WHAT YOU WILL DO: Copy the rows below, swapping each "takes a single dot" for "gets one marker" and leaving everything else unchanged. Omit the pictures.
— start of EXTRACTED RECORDS —
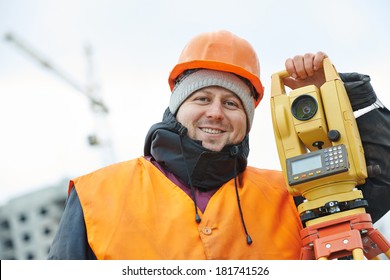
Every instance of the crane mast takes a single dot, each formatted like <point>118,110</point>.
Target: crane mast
<point>101,138</point>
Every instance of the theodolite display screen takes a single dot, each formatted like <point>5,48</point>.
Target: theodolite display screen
<point>317,164</point>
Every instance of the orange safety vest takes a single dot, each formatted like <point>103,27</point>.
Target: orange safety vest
<point>132,211</point>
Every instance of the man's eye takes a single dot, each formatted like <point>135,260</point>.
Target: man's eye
<point>202,99</point>
<point>231,104</point>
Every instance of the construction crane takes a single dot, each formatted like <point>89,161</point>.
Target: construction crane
<point>101,138</point>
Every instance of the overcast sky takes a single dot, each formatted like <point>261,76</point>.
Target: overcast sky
<point>45,121</point>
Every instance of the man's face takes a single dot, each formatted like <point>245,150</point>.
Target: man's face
<point>215,116</point>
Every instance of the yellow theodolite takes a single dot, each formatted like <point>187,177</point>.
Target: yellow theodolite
<point>322,158</point>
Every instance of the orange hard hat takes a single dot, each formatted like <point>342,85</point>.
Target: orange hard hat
<point>223,51</point>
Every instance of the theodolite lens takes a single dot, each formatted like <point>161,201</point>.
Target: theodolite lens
<point>304,107</point>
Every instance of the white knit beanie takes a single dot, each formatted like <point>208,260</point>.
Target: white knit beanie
<point>205,78</point>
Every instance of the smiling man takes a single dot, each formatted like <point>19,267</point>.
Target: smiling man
<point>192,195</point>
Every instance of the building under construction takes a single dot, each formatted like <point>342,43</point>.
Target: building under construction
<point>28,223</point>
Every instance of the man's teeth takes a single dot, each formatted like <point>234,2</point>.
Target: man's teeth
<point>211,131</point>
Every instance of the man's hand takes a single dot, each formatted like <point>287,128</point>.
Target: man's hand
<point>305,70</point>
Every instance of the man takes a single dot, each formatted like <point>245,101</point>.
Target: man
<point>192,195</point>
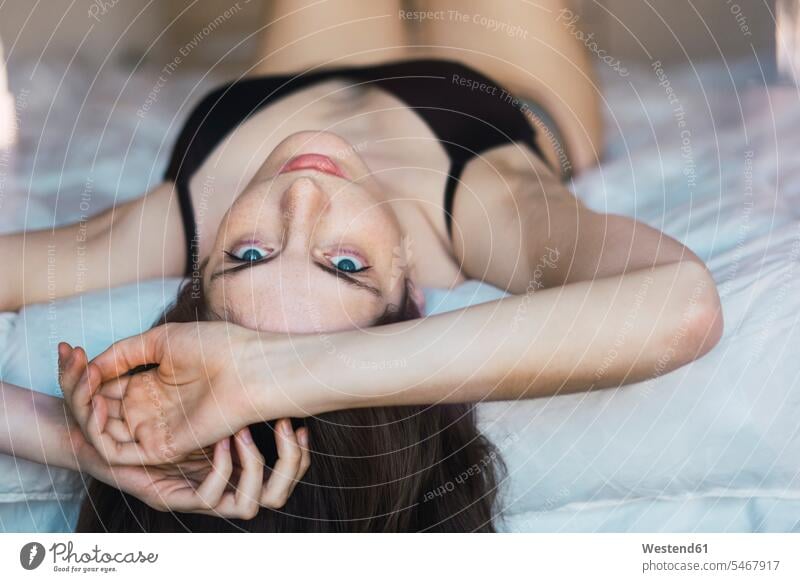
— end of EXTRACTED RECORDS —
RESPONSE:
Every instance of the crane mast gets one marker, each formatted like <point>118,110</point>.
Target: crane mast
<point>101,138</point>
Every instance of the theodolite display screen gets one marker, each formatted like <point>5,48</point>.
Target: theodolite display screen
<point>317,164</point>
Every instance of the orange safety vest gets one marker, each formatted like <point>103,27</point>.
Target: orange safety vest
<point>132,211</point>
Every instance of the man's eye gets one marker, each formatted like <point>135,260</point>.
Target: man's eye
<point>202,99</point>
<point>231,104</point>
Every instance of the construction crane gets one marker, each formatted like <point>89,161</point>.
Target: construction crane
<point>101,138</point>
Every instance of the overcast sky gets one marker, each formatted like <point>261,76</point>.
Target: overcast sky
<point>45,121</point>
Every instance of the man's face gets one marker, each formatted like <point>245,150</point>.
Target: man's face
<point>215,116</point>
Every instance of the yellow theodolite gets one marker, each formatted like <point>187,177</point>.
Target: yellow theodolite
<point>322,158</point>
Every instance of the orange hard hat gets one marker, each formatted like <point>342,85</point>.
Target: orange hard hat
<point>223,51</point>
Every instance of the theodolite lens gets one marker, each formatted like <point>161,201</point>.
Target: theodolite lens
<point>304,107</point>
Every instance of the white knit beanie gets one marker, each formatted like <point>208,260</point>.
Target: white knit beanie
<point>205,78</point>
Every instance of the smiling man gets one marker, each formatted like <point>19,267</point>.
Target: smiling man
<point>192,195</point>
Every instance of the building under construction gets one marker, each formatted like <point>342,43</point>.
Target: building under construction
<point>28,223</point>
Every instance of the man's teeth gets one marker, each formatted like <point>234,2</point>.
Target: man's teeth
<point>211,131</point>
Every instance of the man's hand gets one marker, each formatted like <point>287,128</point>.
Target: man's hand
<point>305,70</point>
Every instance of the man gets one marker, each formatted like <point>245,101</point>.
Target: man
<point>192,195</point>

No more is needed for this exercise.